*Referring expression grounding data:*
Content starts

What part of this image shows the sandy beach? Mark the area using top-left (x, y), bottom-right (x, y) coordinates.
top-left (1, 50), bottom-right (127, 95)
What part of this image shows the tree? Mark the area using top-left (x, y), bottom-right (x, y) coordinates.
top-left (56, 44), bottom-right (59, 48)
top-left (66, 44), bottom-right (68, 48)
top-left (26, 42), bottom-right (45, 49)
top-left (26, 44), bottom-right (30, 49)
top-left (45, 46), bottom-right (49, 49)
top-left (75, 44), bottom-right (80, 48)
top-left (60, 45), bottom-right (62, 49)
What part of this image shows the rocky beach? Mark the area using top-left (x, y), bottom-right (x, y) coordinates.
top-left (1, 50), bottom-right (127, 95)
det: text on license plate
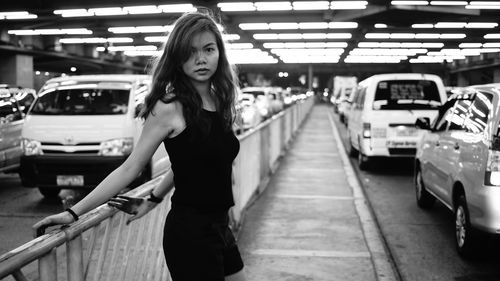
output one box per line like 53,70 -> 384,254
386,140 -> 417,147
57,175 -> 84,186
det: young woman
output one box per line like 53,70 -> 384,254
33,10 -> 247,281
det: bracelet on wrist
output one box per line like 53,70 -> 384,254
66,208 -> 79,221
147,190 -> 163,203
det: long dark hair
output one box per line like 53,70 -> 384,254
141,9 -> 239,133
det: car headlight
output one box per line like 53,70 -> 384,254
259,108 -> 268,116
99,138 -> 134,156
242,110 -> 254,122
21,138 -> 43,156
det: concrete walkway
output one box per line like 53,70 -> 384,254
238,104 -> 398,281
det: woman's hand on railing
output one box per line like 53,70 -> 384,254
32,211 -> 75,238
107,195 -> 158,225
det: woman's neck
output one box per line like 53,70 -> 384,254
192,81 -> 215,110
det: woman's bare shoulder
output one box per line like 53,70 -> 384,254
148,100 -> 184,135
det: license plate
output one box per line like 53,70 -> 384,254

Content ends

Lines in the records above that carry the word "woman" are to be located and copied.

*ANSWER SPACE:*
det: young woman
det: woman's hand on railing
det: woman's neck
det: woman's bare shoulder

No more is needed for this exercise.